* **To do**
Write out the lines below word for word, but leave out the picture.

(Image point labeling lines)
★ ★ ★
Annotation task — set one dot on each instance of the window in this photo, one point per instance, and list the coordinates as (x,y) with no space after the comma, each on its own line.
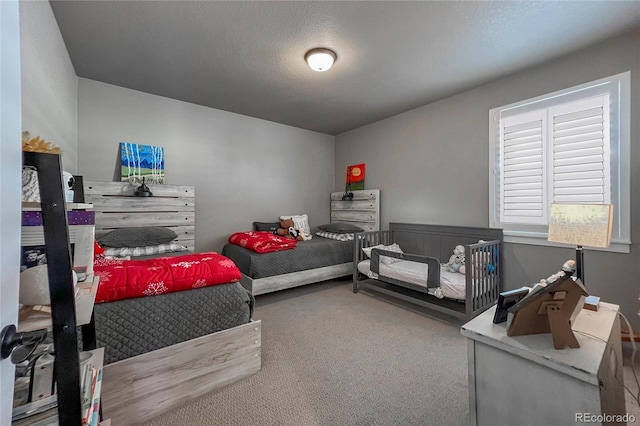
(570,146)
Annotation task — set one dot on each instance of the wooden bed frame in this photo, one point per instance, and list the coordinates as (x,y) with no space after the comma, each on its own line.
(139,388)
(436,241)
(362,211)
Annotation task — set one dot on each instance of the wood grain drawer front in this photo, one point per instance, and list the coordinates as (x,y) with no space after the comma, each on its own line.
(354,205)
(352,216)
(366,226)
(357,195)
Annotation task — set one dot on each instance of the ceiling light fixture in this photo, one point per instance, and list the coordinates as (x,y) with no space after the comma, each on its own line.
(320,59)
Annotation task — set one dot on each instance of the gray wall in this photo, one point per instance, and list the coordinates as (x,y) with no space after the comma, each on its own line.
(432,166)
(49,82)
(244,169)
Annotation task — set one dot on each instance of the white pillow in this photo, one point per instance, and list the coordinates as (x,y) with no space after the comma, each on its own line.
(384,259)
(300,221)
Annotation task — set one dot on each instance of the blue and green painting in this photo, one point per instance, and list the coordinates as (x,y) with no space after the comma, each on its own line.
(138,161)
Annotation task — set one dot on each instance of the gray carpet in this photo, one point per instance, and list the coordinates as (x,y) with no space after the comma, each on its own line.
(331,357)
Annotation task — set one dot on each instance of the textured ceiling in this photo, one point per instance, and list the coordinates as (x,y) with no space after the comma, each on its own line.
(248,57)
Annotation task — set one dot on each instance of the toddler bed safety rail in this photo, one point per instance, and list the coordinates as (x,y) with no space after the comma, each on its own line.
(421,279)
★ ★ ★
* **Task result**
Annotation task — set one dot on each instance of the window in this photo, one point per instance, and list the coordinates as (x,y) with no space after the comma, each on its own line.
(570,146)
Annotation task — set one dot on each instance of the wooden bed frame in this photo, one point per instance, and list the coordinates as (x,y) with no space after the comma, each on its own line.
(139,388)
(436,241)
(362,211)
Annotation task — set one dot on each instance of the wood grain drawer front in this photo, one point per instance, and list the coordinates as (x,y) with no space after the comma, each on its own line.
(354,205)
(352,216)
(366,226)
(357,195)
Annotation task — set one dot on each instance of the ceiling light fixture in this photo, one point per instance, and list the coordinates as (x,y) with no space after the comma, each on its own line.
(320,59)
Annotation task — set one dot on each instance of the gray wall in this photo, one point per instance, and list the coordinates as (x,y) with no space after the comma, each on its own line.
(432,166)
(49,82)
(244,169)
Annotation task — set one dot on each instance of the white pillow in this photo, one point per instance, and list the coordinates as (x,y) with no space after the comma, each on its own line.
(384,259)
(300,221)
Annotation task — set one dot on each instance of the blue and green painting in this photo, one point per instance, and list the coordinates as (x,y) with no space after the comma, each on its own line.
(138,161)
Annotation task — set one dot on each instance of the gray carpet in this photo, one point per instance, and list the coordinates as (x,y) with no space after the comma, each on its own line.
(331,357)
Annotation task — set one dot on each instance of the textured ceiling in this photo, one point per instance, and list the coordinates as (x,y) with no space after the comma, each on its own line.
(248,57)
Annotation task — set one dot on each instance of the toddler bed safety rail in this photo, one point per instance, and list the coordinates as (x,y) with no space after the comma, each on its own line.
(421,279)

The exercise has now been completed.